▶ _Teks Bacaan_

+++++

Pemerkosaan bukan sebuah kejahatan baru. Kejahatan ini sudah terjadi semenjak adanya peradaban manusia. Sejumlah hukuman pun sudah diterapkan untuk membuat pelakunya jera.
Di Indonesia, perkosaan merujuk pada KUHP pasal 285-286, 289-295, 297-298 dengan hukuman penjara maksimal 12 (dua belas) tahun (pasal 285). Jika korbannya masih dibawah umur, digunakan UU No. 23 tahun 2002 tentang Perlindungan Anak pasal 59, 78, 81-82 dan 88 dengan hukuman maksimal 15 (lima belas) tahun dan minimal 3 (tiga) tahun (pasal 82). Wikipedia
Hukumannya sudah berat, kan? Tapi…
Ternyata hukuman ini tidak cukup membuat jera, apalagi preventif. Setiap saat kita mendengar kejahatan ini terus terulang. Dan lebih parahnya, semakin banyak yang menimpa anak-anak. Maka itu ada baiknya jika kita mencoba mencari hukuman lain yang lebih memiliki efek jera bagi yang melakukan dan membuat orang lain berpikir puluhan kali untuk melakukannya. Kalo saya mengusulkan seperti ini:
Di Amerika Serikat dan negera-negara Eropa, sudah diterapkan database penjahat seksual yang bisa diakses secara bebas. Tentu hak aksesnya berbeda antara penegak hukum dan publik, menghindari pelanggaran privasi. Cara ini paling efektif sebagai tindakan preventif dalam menghadap kemungkinan penjahat seksual kambuhan. Paling tidak, orang tua atau wanita di suatu daerah mendapatkan peringatan dini terhadap sosok orang baru di sekitarnya.
Di Indonesia, saya belum melihat sistem yang seperti ini diterapkan. Padahal ini sangat efektif untuk preventif. Meskipun begitu dapat dimaklumi, sumber daya kita, baik teknologi maupun manusia kita termasuk belum canggih, sehingga akan kesulitan dengan aksesnya. Mungkin di pulau Jawa tidak menjadi masalah, namun di pulau lain internet masih sulit. Sehingga kita bisa menempuh cara selanjutnya, yakni…
Mungkin ada yang masih ingat di era orde baru ada diskriminasi perbedaan warna KTP untuk pengikut PKI dan keluarganya. Kita bisa mencontohnya untuk alasan yang lebih baik, menandai penjahat seksual. Memang ini sangat diskriminatif, namun mengingat dampak dari perbuatan mereka, saya yakin ini layak untuk mereka. Dengan cara ini seseorang akan mudah diidentifikasi sebagai penjahat seksual saat mereka berpindah ke suatu tempat.

+++++

Data yang Direkam

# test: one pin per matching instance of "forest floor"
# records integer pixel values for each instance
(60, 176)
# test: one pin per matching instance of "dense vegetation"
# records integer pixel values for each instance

+++++

▶ _Instruksi Tertulis 1_
Menurut teks tentang hukuman bagi pelaku pemerkosaan, berapa lama hukuman penjara maksimal yang ditetapkan KUHP pasal 285?
▶ _Instruksi Tertulis 2_
Tuliskan kembali bagian teks tentang hukuman bagi pelaku pemerkosaan, mulai dari "Di Indonesia, saya" dan berakhir pada "ke suatu tempat.".

▶ _Jawaban 1_
Maksimal 12 (dua belas) tahun.

▶ _Jawaban 2_
Di Indonesia, saya belum melihat sistem yang seperti ini diterapkan. Padahal ini sangat efektif untuk preventif. Meskipun begitu dapat dimaklumi, sumber daya kita, baik teknologi maupun manusia kita termasuk belum canggih, sehingga akan kesulitan dengan aksesnya. Mungkin di pulau Jawa tidak menjadi masalah, namun di pulau lain internet masih sulit. Sehingga kita bisa menempuh cara selanjutnya, yakni…
Mungkin ada yang masih ingat di era orde baru ada diskriminasi perbedaan warna KTP untuk pengikut PKI dan keluarganya. Kita bisa mencontohnya untuk alasan yang lebih baik, menandai penjahat seksual. Memang ini sangat diskriminatif, namun mengingat dampak dari perbuatan mereka, saya yakin ini layak untuk mereka. Dengan cara ini seseorang akan mudah diidentifikasi sebagai penjahat seksual saat mereka berpindah ke suatu tempat.